*Questions:*
A. Please sum up the survey excerpt on remote work in two sentences.
B. Answer these questions from the survey excerpt on remote work.
(i) How many respondents does the summary of survey responses cover?
(ii) What does the label T2 stand for in the note under the table title?
(iii) What P value is given for the association between prior remote workdays and stopping of research?
C. Carry the survey excerpt on remote work forward from its final sentence.
___ Extract provided ___
Table 1. Summary of survey responses (n = 322)

CCTSI, Colorado Clinical and Translational Science Institute.

+ Number of respondents reporting children in the home * Sample includes families with more than one child in the home. *T.05: Basic research; T1: Preclinical studies (phase 1 trials); T2: Clinical efficacy and effectiveness (Phase 2–3 trials); T3: Translation to practice, health services, dissemination and implementation research; T4; population level outcomes research for global impact.

Very few respondents reported a history of remote work experience, with 51% (n = 163) indicating they had never worked remotely and 26% (n = 83) reported working remotely only 1 day a week prior to the pandemic. Only 24% (n = 76) of respondents indicated they had previously worked from home >2 days a week (Table 1). There was no significant association between remote workdays prior to COVID-19 and educational degree, professional degree, gender, research role, faculty investigator position, or transitional research spectrum. An association was noted between prior remote workdays and reported interference with research (P = 0.018) and stopping of research (P = 0.026). (Supplemental Material 1)
___ Data ___
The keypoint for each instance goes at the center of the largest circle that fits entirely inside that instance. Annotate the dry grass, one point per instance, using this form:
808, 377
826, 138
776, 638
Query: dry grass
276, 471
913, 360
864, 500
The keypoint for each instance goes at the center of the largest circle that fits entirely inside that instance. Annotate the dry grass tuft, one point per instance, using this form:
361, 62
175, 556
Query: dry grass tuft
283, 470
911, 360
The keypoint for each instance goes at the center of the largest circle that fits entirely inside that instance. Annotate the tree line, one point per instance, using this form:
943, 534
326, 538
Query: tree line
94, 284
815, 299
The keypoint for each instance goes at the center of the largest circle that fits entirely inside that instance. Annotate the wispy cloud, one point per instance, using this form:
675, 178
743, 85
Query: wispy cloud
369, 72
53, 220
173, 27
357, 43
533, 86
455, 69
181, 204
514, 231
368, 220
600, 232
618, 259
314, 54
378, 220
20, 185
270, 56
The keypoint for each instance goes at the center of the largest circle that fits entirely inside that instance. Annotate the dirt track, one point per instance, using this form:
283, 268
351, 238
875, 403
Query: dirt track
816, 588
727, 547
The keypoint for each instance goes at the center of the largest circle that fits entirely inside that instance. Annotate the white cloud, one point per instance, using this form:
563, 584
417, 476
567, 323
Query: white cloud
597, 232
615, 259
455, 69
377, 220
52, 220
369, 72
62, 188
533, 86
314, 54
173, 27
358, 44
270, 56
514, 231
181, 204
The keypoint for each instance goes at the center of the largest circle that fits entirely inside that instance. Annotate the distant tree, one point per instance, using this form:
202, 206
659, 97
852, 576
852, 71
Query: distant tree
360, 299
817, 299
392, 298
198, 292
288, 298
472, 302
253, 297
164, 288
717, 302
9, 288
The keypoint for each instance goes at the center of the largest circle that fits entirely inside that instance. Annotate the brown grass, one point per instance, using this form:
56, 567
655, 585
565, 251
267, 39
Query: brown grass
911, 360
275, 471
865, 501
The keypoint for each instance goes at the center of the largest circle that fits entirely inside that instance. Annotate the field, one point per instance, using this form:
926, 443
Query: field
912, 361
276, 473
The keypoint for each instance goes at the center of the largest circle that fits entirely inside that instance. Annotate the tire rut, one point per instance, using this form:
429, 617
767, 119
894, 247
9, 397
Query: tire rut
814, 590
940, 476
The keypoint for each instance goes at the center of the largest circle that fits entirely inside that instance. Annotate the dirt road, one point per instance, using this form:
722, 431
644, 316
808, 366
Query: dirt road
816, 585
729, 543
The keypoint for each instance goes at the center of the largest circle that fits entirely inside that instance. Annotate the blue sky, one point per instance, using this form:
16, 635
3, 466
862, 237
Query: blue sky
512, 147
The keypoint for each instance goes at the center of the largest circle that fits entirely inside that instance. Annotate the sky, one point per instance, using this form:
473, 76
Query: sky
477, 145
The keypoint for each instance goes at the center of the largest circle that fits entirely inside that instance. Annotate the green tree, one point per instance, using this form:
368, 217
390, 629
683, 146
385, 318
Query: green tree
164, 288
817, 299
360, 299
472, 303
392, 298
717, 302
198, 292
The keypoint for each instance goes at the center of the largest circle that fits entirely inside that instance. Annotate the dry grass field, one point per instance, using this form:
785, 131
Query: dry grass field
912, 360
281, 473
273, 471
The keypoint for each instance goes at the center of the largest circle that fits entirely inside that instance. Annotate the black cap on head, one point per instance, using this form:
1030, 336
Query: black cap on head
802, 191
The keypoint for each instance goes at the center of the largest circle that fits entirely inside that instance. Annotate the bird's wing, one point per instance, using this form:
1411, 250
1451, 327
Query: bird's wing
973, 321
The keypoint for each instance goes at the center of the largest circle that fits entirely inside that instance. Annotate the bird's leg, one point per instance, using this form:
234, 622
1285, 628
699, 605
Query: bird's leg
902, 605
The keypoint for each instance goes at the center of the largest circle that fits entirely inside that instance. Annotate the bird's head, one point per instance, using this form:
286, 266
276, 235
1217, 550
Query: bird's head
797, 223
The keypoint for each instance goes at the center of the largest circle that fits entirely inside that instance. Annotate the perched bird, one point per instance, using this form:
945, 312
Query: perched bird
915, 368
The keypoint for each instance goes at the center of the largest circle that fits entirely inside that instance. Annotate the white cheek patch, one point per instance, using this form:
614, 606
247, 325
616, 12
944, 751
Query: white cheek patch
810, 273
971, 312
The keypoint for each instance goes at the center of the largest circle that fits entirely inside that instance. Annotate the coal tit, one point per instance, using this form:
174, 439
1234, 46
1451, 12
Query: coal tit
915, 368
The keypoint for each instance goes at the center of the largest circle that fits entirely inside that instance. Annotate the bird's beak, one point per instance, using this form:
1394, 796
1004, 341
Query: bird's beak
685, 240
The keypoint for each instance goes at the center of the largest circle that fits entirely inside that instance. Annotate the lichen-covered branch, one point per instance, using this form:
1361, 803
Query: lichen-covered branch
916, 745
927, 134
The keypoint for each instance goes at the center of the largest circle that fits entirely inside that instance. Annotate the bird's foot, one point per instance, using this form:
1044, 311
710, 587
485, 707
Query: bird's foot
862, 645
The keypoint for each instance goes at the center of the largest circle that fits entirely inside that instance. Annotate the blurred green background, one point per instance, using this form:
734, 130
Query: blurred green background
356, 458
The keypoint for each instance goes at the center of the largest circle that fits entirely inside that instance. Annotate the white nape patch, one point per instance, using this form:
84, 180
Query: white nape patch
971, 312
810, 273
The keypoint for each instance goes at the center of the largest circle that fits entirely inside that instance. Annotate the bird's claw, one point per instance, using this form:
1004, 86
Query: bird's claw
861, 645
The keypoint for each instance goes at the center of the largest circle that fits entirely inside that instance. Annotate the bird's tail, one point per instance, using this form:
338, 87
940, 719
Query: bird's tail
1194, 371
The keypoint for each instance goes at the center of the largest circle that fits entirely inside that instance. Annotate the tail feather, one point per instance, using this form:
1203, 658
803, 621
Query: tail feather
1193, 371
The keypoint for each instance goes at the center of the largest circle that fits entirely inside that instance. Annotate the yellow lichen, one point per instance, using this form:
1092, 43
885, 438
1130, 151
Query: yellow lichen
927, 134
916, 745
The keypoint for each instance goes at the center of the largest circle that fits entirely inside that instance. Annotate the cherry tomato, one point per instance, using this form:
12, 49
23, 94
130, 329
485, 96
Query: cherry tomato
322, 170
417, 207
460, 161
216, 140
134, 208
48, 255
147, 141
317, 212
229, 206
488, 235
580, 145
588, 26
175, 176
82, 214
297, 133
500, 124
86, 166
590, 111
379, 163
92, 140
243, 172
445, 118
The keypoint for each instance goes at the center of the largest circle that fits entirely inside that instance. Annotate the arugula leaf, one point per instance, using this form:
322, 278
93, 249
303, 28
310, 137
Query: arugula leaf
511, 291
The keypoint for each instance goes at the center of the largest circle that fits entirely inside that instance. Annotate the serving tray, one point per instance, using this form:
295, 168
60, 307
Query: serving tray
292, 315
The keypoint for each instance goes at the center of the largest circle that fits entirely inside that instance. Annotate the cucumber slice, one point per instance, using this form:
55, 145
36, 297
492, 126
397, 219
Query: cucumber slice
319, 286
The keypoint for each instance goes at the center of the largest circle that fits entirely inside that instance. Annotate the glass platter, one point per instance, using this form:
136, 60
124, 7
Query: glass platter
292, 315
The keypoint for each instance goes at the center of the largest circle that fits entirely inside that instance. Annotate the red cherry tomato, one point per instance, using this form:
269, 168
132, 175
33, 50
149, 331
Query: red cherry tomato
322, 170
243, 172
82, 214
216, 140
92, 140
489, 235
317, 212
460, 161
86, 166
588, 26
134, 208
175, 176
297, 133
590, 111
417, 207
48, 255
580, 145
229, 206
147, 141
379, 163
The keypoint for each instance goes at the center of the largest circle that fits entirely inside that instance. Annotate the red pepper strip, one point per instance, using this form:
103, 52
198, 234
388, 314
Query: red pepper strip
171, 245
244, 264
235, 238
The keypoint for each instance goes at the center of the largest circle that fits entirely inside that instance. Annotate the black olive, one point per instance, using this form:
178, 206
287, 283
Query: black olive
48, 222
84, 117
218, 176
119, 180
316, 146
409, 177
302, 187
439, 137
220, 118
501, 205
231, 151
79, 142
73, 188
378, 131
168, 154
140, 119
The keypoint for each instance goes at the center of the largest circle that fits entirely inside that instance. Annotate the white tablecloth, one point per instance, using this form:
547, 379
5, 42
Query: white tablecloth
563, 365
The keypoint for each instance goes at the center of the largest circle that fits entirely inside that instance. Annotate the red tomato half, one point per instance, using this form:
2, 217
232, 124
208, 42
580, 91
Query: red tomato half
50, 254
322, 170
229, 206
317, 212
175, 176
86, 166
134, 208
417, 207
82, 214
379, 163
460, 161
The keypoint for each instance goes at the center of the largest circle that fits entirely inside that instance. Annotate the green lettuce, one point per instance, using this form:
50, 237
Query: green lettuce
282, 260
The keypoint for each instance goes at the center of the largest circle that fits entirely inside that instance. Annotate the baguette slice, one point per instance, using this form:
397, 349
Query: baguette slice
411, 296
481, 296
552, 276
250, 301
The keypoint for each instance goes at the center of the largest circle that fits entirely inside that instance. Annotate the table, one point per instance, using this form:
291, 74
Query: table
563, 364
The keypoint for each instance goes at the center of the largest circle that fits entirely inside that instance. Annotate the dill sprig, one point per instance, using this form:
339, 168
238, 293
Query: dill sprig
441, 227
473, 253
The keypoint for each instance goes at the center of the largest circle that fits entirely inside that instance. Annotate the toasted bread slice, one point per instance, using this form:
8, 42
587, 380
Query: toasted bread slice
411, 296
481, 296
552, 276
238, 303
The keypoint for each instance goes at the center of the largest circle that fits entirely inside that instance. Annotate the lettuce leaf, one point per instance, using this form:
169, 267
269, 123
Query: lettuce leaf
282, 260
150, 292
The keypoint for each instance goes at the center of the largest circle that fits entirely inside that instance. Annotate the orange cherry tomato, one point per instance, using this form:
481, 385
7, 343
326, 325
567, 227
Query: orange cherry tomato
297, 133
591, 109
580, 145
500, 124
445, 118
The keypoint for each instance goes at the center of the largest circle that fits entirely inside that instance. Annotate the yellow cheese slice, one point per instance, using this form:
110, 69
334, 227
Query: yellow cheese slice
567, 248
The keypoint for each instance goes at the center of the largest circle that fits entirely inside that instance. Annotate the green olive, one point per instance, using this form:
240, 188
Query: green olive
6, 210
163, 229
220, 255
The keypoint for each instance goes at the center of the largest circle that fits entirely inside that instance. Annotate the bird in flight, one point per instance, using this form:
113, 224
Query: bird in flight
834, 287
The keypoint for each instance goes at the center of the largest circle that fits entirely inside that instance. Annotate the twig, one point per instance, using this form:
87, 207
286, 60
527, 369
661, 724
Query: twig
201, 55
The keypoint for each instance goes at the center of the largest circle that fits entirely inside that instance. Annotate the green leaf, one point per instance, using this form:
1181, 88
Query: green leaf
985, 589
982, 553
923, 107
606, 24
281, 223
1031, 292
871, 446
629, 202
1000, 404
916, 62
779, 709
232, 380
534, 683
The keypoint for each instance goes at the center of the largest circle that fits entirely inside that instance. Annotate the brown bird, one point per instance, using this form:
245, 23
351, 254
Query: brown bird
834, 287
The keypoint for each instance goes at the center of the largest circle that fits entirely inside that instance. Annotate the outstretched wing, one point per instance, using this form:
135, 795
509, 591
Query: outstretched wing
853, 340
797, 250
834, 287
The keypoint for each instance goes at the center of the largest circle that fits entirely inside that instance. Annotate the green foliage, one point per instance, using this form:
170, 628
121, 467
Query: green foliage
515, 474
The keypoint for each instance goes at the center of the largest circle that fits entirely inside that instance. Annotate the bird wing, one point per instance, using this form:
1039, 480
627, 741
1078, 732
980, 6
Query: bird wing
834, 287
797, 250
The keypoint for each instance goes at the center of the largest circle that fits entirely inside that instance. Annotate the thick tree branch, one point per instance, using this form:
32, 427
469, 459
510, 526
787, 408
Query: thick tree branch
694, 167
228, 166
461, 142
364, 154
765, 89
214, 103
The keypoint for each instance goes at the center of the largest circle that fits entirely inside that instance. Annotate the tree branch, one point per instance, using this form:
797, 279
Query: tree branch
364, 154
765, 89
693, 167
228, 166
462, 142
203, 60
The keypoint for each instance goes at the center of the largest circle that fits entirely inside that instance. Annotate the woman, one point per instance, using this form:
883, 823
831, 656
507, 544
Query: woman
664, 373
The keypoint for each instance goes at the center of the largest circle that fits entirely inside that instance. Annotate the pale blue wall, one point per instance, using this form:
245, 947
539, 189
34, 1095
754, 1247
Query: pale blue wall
___
*Activity answers:*
A. Of the 322 survey respondents, 51% had never worked remotely and 26% had worked remotely only 1 day a week before the pandemic, while 24% had previously worked from home more than 2 days a week. Prior remote workdays showed no significant association with educational or professional degree, gender, research role, or faculty investigator position, but they were associated with reported interference with research and stopping of research.

B.
(i) 322 respondents.
(ii) Clinical efficacy and effectiveness (Phase 2–3 trials).
(iii) P = 0.026.

C.
Interference of Remote Work on Research Activities

Remote work during COVID-19 was reported by 45% (n = 144) of participants to somewhat interfere with their program of research. For 31% (n = 100), remote work interfered to a great extent. Interference with research activities was reported mostly by those with an educational degree of a PhD (P = 0.005), a professional degree of a medical doctor (P = 0.025), a research role of a faculty investigator (P = 0.037), and transitional research spectrum of Translation to Patients (P < 0.001). A relationship was noted between those who reported interference with research activities and plans to stop some research (P < 0.001) (Table 2).

Table 2. All survey responses stratified by level of reported interference with research activities

Associations calculated using Fisher’s Exact Test. Statistical significance set at P < 0.05.

When the sample was limited to only female respondents (n = 240), remote work during COVID-19 was reported by 47% (n = 112) of participants to somewhat interfere with their program of research. For 29% (n = 70), remote work interfered to a great extent. Interference with research activities continued to be reported by those with a PhD (P = 0.031), medical doctors (P = 0.037), a research role of a faculty investigators (P < 0.001), and transitional research spectrum of Translation to Patients (P < 0.001). The relationship between those who reported interference with research activities and plans to stop some research persisted in this population (P < 0.001) (Table 3).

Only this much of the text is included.